◆ **Data provided**:
_____
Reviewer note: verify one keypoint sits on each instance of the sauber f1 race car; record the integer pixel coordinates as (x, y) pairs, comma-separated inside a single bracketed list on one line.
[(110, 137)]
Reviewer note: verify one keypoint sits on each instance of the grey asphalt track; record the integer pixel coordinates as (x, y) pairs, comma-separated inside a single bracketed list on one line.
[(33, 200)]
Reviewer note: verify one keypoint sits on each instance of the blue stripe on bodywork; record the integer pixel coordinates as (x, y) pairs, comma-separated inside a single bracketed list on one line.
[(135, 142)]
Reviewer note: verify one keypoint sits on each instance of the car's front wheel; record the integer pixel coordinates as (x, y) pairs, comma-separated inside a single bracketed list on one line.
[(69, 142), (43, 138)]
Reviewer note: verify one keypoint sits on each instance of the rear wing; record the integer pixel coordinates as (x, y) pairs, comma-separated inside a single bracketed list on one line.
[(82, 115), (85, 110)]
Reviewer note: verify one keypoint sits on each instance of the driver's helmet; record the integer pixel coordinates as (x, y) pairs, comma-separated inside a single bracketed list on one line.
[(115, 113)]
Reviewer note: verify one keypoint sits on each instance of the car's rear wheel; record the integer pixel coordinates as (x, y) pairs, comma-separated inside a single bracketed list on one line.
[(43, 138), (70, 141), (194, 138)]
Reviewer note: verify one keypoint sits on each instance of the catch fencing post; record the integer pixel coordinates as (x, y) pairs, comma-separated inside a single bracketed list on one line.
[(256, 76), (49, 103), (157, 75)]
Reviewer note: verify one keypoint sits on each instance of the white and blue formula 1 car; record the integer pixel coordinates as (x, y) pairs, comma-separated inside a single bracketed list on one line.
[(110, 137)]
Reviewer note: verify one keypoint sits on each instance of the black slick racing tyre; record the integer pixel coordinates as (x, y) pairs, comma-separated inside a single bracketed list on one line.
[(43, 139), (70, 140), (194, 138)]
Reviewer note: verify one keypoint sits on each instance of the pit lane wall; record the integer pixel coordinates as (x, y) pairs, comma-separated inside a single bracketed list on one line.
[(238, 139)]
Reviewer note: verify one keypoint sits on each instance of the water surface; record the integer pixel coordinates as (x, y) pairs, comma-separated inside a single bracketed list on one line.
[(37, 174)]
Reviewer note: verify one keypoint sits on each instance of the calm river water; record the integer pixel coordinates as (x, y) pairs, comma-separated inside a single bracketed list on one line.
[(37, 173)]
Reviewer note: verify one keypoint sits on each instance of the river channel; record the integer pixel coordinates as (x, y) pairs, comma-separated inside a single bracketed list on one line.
_____
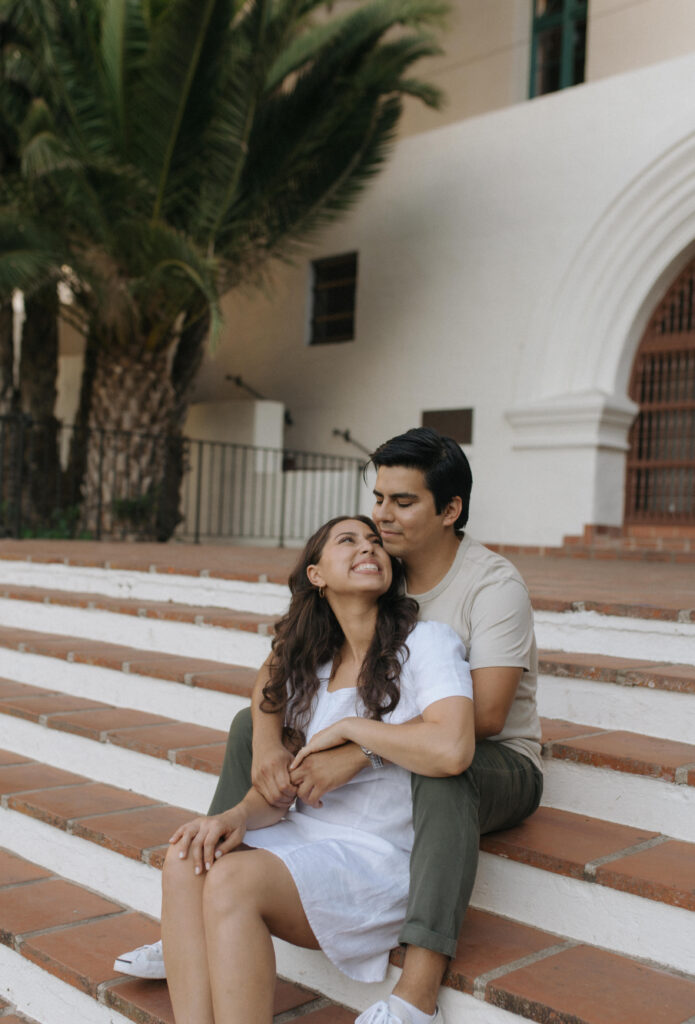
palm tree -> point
_____
◆ **Goal of the exercise**: Substitute "image coordinates" for "pixel coordinates" in the lines of the listing between the line holding "of the grey" and the line holding "[(43, 138), (70, 141), (194, 138)]", inclusive. Give only those lines, with nothing else altered.

◆ **Final result**:
Reviewer note: verify one keypoint sits on each instance of the grey asphalt track; record the integer image coordinates as (x, y) pairs, comma-separated inside a single bracketed list on one line.
[(33, 200)]
Reviewer note: verify one keypoint sits on each instance of the blue stripe on bodywork; record the integer image coordinates as (x, y) pairs, comma-separated inside a single bracketed list on one line.
[(135, 142)]
Reviewer note: verify one keypoint sits on each instance of the car's front wheel; record the integer image coordinates as (x, y) pairs, comma-separated inside a single bracketed list on one line.
[(69, 142), (43, 138)]
Reviewer note: verify one keypoint sits on each instance of the rear wing; record the integer image coordinates as (x, y) pairs, comma-separated inside a single bracketed list on one line.
[(82, 115), (85, 110)]
Reviewer note: verify one keypoint sits on each instance of the driver's helmet; record the integer image coordinates as (x, y) pairs, comma-separated inside a single bracketed list on one line.
[(115, 113)]
Reviewer note: verify one keypoint sits on each instance of the car's rear wheel; record the integer image coordinates as (x, y) pairs, comma-separated inside a single bracketed list on one line.
[(43, 138), (70, 141), (194, 138)]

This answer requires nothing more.